# PROBLEM DESCRIPTION
Without changing anything, set down every line shown below.

# LISTED ENTRIES
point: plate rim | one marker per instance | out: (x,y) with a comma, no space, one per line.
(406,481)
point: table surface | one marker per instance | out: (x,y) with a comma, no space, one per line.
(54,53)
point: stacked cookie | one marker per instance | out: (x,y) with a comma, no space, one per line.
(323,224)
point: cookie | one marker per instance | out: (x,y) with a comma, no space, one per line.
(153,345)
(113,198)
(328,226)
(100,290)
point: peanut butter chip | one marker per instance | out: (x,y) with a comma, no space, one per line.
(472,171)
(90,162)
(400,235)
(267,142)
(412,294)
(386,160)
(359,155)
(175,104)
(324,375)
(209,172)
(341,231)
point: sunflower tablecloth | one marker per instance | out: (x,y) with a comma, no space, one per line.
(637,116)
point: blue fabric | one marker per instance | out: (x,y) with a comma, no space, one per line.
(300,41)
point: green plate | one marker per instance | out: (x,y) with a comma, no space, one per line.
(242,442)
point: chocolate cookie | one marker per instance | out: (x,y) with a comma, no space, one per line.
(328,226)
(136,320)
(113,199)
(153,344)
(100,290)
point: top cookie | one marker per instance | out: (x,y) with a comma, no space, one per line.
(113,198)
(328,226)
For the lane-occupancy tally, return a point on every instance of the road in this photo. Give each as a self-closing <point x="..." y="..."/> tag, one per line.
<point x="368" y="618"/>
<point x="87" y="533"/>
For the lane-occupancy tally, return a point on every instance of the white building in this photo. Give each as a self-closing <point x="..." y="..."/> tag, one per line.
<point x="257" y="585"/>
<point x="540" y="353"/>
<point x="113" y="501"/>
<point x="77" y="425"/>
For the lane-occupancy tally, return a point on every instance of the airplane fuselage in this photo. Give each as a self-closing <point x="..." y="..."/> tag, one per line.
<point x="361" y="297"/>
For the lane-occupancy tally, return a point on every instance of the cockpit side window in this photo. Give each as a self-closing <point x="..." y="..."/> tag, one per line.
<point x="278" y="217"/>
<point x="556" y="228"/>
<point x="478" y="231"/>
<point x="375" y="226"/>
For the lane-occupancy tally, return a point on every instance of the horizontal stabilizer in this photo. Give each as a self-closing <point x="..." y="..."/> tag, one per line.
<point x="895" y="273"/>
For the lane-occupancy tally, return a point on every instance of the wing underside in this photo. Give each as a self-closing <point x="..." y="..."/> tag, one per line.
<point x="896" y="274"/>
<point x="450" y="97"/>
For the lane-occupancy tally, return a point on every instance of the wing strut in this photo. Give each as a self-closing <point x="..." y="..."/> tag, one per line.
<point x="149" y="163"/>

# ANSWER BOX
point: plate rim | one marker per instance | out: (x,y) with a comma, no space, one per line.
(406,481)
point: table surface | one marker per instance | out: (x,y) with a comma, no space, one per line.
(54,53)
point: stacked cookie | one marker per instance | out: (x,y) with a comma, no space, one per line.
(323,224)
point: cookie | one marker per instance | out: (x,y) with a comma, no space, one per line.
(153,345)
(113,198)
(328,226)
(100,290)
point: peanut butter chip | one marker per instance | out: (x,y) with a comma, no space, one per line.
(472,171)
(90,162)
(400,235)
(267,142)
(412,294)
(386,160)
(359,155)
(175,104)
(324,375)
(209,172)
(341,231)
point: sunflower tablecloth | one marker per instance | out: (x,y) with a comma, no space, one per line.
(637,116)
point: blue fabric | one marker per instance | out: (x,y) with a comma, no space, one per line.
(300,41)
point: green plate | one marker per instance | out: (x,y) with a comma, no space, one per line.
(242,442)
point: chocolate cookie | one marker per instance | out: (x,y) with a comma, no space, one per line.
(328,226)
(136,320)
(113,199)
(153,344)
(100,290)
point: top cookie | one marker per instance | out: (x,y) with a comma, no space, one per line.
(113,198)
(328,226)
For the lane-occupancy tally, return a point on every instance of the road in this photo. Give each as a self-closing <point x="..." y="..."/> tag, one per line.
<point x="368" y="618"/>
<point x="87" y="533"/>
For the lane-occupancy tally, return a point on every instance of the white building in this photo. Give each as a self-closing <point x="..." y="..."/> tag, one per line.
<point x="257" y="585"/>
<point x="540" y="353"/>
<point x="113" y="501"/>
<point x="77" y="425"/>
For the lane-occupancy tally, return a point on every instance of the airplane fuselage in this photo. Give each as a self-closing <point x="..." y="..."/> tag, one per line.
<point x="361" y="297"/>
For the lane-occupancy tally, return a point on every instance of the cockpit side window in this photo. Give each as a self-closing <point x="..." y="..."/> tag, one per line.
<point x="278" y="217"/>
<point x="556" y="228"/>
<point x="478" y="231"/>
<point x="375" y="226"/>
For the lane-occupancy tally, return a point on every instance of the horizontal stabilizer in this photo. Give each as a self-closing <point x="..." y="..."/> tag, one per line.
<point x="895" y="273"/>
For the lane-occupancy tally, return a point on every instance of the wing underside in this photo. Give each as a self-closing <point x="..." y="..."/> tag, one per line.
<point x="896" y="274"/>
<point x="450" y="97"/>
For the lane-occupancy tally, return a point on every instance of the wing strut in this photo. Give each as a self-closing <point x="..." y="..."/> tag, one per line.
<point x="149" y="163"/>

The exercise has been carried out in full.